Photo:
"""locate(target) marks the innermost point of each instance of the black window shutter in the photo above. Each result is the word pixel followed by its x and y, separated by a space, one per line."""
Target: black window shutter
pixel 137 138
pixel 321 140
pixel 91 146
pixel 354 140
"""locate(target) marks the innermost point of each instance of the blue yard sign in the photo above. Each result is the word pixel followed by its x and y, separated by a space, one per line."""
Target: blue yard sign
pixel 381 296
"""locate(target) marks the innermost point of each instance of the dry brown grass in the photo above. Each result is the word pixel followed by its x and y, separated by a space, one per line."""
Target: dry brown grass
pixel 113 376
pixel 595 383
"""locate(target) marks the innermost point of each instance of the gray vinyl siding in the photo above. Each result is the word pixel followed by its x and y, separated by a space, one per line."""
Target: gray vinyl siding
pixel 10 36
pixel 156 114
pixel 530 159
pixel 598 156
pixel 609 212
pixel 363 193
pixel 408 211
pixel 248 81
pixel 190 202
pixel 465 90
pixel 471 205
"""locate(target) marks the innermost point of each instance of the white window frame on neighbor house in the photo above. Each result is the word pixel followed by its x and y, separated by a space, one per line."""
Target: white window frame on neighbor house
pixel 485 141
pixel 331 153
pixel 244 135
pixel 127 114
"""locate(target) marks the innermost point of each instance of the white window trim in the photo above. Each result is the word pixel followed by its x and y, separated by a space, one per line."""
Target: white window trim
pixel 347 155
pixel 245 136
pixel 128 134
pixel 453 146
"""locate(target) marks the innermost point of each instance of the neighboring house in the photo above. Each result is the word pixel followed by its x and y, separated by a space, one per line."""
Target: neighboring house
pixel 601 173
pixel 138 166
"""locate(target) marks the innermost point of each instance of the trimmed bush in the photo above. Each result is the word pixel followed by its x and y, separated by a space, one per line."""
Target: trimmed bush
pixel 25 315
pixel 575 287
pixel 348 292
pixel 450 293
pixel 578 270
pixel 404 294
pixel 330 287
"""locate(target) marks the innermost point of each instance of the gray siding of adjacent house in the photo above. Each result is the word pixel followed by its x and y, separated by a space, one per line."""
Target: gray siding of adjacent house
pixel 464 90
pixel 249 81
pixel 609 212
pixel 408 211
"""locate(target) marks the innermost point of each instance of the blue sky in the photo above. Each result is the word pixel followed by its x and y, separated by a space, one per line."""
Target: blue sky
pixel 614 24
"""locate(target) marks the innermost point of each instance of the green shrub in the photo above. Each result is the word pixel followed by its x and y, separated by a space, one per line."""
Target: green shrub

* **REQUIREMENT**
Output the whole listing above again, word for word.

* **RESULT OF THIS TASK**
Photo:
"""locate(target) marks the innermost point of each instance of the black window shutter in the photo above. Each result is the word pixel followed by its x and y, separated by a space, one per line."""
Target: black window shutter
pixel 137 138
pixel 321 140
pixel 91 146
pixel 354 140
"""locate(target) marks the innermost point of each instance of the blue yard sign in the photo above. Each result is the word pixel followed by its x and y, separated by a space, one per line."""
Target: blue yard sign
pixel 381 296
"""locate(target) marks the innermost point of each instance of the dry brown grass in the photo above. Each result is the word pixel followed by its x and y, separated by a space, one per line."""
Target: dry brown grass
pixel 113 376
pixel 595 383
"""locate(target) marks the innermost point of each instance of the gray vinyl siding in the photo above. Each result is the word pixel followed by its x and y, separated by a space, one per line."""
Target: gray vinyl siding
pixel 10 36
pixel 156 114
pixel 530 159
pixel 598 156
pixel 609 212
pixel 363 193
pixel 408 211
pixel 248 81
pixel 190 202
pixel 465 90
pixel 471 205
"""locate(target) marks the innermost point of each instance of the white window frame on neighbor house in the photo above. Each result is the word pixel followed by its x and y, separated by a space, one per line."""
Target: white window frame on neighbor house
pixel 485 141
pixel 331 153
pixel 244 135
pixel 127 114
"""locate(target) marks the innermost point of each instance of the white window trim in the photo above. Each result is the word pixel followed by its x and y, separated by a space, one per line."""
Target: white window trim
pixel 347 155
pixel 245 136
pixel 128 134
pixel 453 146
"""locate(target) marks the innermost point of each instance of the neighboring house in the photo above. Each result is the word pixel followed by its x and y, separated by a space, one per line."""
Target: neighboring house
pixel 601 173
pixel 138 166
"""locate(target) marks the innermost point of each instance of the trimmed bush in the photo above. Each result is the word pixel followed by its x and y, separated by a space, one per line."""
Target: trimmed bush
pixel 25 315
pixel 575 287
pixel 348 292
pixel 450 293
pixel 578 270
pixel 404 294
pixel 330 287
"""locate(target) marks the innermost point of each instance of the gray siding of adjacent house in the photo above. Each result is the word pixel followed by its x and y, separated by a space, one per line."""
Target: gray siding of adjacent house
pixel 464 90
pixel 249 81
pixel 609 212
pixel 408 211
"""locate(target) marks the innermost point of each instance of the blue sky in the photo above. Each result is the word pixel followed by its x and y, separated by a space, one per line."""
Target: blue sky
pixel 614 24
"""locate(target) marks the innermost point of each instance of the green shrub in the photo above. Each result is the word pixel followed by its x and y, separated by a space, one per line."""
Target: green shrub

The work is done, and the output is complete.